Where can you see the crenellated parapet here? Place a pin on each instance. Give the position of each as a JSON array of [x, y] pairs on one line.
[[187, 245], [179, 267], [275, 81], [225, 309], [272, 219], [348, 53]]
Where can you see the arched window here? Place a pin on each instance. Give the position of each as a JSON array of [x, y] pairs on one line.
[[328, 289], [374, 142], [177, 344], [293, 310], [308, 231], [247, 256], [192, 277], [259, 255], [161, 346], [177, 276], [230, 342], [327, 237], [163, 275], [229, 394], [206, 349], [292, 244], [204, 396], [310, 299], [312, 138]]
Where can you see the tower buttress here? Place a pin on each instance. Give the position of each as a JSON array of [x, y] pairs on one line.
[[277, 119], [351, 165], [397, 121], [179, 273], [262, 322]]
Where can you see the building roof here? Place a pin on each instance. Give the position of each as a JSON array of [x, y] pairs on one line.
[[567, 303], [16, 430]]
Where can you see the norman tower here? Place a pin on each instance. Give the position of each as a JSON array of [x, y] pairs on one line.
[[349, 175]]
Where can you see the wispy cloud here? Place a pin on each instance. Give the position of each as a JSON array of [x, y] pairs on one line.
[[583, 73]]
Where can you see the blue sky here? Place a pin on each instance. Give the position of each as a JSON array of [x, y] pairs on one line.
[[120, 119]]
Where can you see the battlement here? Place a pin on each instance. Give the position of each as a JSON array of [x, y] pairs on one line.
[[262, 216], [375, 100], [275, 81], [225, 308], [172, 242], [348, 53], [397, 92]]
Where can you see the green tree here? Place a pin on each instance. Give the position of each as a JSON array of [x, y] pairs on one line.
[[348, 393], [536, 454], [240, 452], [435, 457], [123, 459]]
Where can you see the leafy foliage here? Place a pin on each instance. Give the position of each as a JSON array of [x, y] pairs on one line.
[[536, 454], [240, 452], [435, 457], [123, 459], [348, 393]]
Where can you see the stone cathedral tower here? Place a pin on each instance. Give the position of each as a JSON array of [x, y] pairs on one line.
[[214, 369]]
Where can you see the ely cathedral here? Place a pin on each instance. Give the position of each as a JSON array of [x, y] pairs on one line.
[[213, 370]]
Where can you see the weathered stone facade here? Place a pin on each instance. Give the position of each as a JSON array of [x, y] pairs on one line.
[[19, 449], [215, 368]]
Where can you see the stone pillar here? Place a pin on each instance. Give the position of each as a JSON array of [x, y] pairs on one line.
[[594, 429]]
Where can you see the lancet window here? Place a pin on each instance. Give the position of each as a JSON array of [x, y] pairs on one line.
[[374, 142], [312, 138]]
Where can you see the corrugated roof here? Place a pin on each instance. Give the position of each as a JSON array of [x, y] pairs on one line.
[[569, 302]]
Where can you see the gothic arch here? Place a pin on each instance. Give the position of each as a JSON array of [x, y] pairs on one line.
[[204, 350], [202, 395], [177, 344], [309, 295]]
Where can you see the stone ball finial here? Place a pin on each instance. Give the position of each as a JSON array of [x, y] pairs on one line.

About this exercise - Transcribe every record above so that nothing differs from the original.

Problem solution -
Where can you see the crenellated parapet here? Place a pin on each instance. Give the position of each as a JSON array of [x, y] pairs on one line.
[[187, 245], [179, 267], [275, 81], [225, 309], [272, 219], [348, 53]]
Where can you see the arched window here? Place a pin on each instance. Give the position of each as a JSON array of [x, y] pairs on one line.
[[328, 289], [374, 142], [177, 344], [293, 310], [308, 231], [247, 256], [192, 277], [259, 255], [161, 346], [177, 276], [230, 342], [327, 237], [163, 275], [229, 394], [206, 349], [292, 244], [204, 396], [310, 299], [312, 138]]
Where can you see the tower buttress here? Place a pin on each instance. Give the position of each as a JSON array of [x, y] pairs on one line.
[[277, 119], [351, 165], [397, 121], [179, 273], [262, 322]]
Where can you see the building roof here? Place a pin on each instance. Give the position of each as a JSON array of [x, y] pairs on one line.
[[567, 303], [16, 430]]
Where can you see the norman tower here? Place a pin on each instance. Give the position of each as a JSON array of [x, y] pairs on one line.
[[349, 175]]
Where can you see the wispy cloud here? Place a pin on each instance. Give the position of each as a JSON array of [x, y] pairs on one line.
[[583, 73]]
Where can you see the blue sky here? Place a pin on each instance. Give the position of each as a JSON array of [x, y] pairs on one line.
[[120, 119]]
Where can you see the battlement here? Place a pin on each instance. Give the position of each as a JSON array of [x, y] pairs on one line.
[[262, 216], [375, 100], [275, 81], [225, 308], [172, 242], [348, 53], [397, 92]]
Where can you see the green tree here? Place a pin on each instance. Give the position of each as a JSON array of [x, y] pairs on one line.
[[348, 393], [536, 454], [240, 452], [435, 457], [123, 459]]
Where can you see the leafy foliage here? Place a pin on each instance. Give the position of each as a JSON array of [x, y] pairs on one line.
[[536, 454], [240, 452], [435, 457], [123, 459], [348, 393]]
Where can you see the stone cathedral tower here? Place a pin on each instance. Give the position of each as a JSON array of [x, y] pairs on one line.
[[214, 369]]
Where can you see the ely cathedral here? Place a pin on each instance. Give the position of each as a JSON array of [x, y] pairs on one line.
[[213, 370]]
Where can you see the weathered stone facade here? Place a pin on each instance. Give the position of each as a JSON array of [x, y] pairs on one line.
[[19, 449], [215, 368]]
Where can you see the stone pillar here? Place a pin on each instance. Give the position of each as a JSON array of [x, y] pairs on one line.
[[594, 429]]
Where can you see the lancet window here? Place a pin on each instance. Give the position of each as a JSON array of [x, y] pairs on one line.
[[374, 142], [312, 138]]
Where can you see the corrugated roof here? Place a pin on each instance. Give the position of each as a JSON array of [x, y] pairs on one line.
[[569, 302]]
Where can you see the gothic arch here? Place a pin on each instance. Give the position of each as a JSON array of [x, y] pairs on one line.
[[204, 350], [202, 395], [177, 344], [309, 295]]
Where can you see the stone ball finial here? Place a pin on each instance. Give the position of each as a JSON array of [x, y] pairs on one line.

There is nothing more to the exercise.